▶ [PROMPT] Once you have checked each line below for the word "fence", give the number of lines that have it and nothing further.

MATERIAL FOR THE TASK Block Start

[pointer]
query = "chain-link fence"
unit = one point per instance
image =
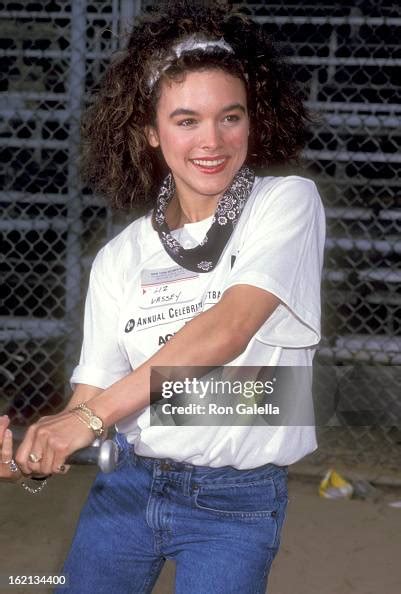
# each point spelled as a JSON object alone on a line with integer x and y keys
{"x": 348, "y": 57}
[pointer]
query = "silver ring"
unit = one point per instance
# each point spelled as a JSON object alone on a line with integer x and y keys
{"x": 13, "y": 466}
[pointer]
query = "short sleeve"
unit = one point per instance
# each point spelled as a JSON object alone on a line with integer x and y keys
{"x": 102, "y": 361}
{"x": 281, "y": 251}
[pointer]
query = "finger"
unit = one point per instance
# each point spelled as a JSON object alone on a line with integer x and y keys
{"x": 25, "y": 448}
{"x": 4, "y": 422}
{"x": 7, "y": 447}
{"x": 7, "y": 457}
{"x": 47, "y": 462}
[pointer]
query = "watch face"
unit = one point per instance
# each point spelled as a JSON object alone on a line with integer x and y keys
{"x": 96, "y": 423}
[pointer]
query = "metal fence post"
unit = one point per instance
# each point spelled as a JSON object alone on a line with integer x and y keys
{"x": 76, "y": 91}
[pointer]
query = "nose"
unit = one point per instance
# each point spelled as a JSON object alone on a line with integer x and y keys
{"x": 210, "y": 136}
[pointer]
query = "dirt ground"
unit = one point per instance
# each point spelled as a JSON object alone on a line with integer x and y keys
{"x": 328, "y": 547}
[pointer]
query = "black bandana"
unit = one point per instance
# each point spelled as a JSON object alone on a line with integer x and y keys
{"x": 205, "y": 256}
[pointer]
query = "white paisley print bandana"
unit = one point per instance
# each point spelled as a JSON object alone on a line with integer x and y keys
{"x": 205, "y": 256}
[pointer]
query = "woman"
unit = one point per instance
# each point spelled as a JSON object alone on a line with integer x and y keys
{"x": 224, "y": 268}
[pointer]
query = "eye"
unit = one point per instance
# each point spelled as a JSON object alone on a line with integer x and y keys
{"x": 232, "y": 118}
{"x": 187, "y": 122}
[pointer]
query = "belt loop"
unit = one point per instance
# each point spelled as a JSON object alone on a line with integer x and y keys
{"x": 187, "y": 475}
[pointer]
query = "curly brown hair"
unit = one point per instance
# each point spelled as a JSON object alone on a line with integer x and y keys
{"x": 117, "y": 159}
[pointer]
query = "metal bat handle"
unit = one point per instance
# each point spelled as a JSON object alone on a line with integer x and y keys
{"x": 102, "y": 453}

MATERIAL FOR THE TASK Block End

▶ [TASK OUTPUT] 2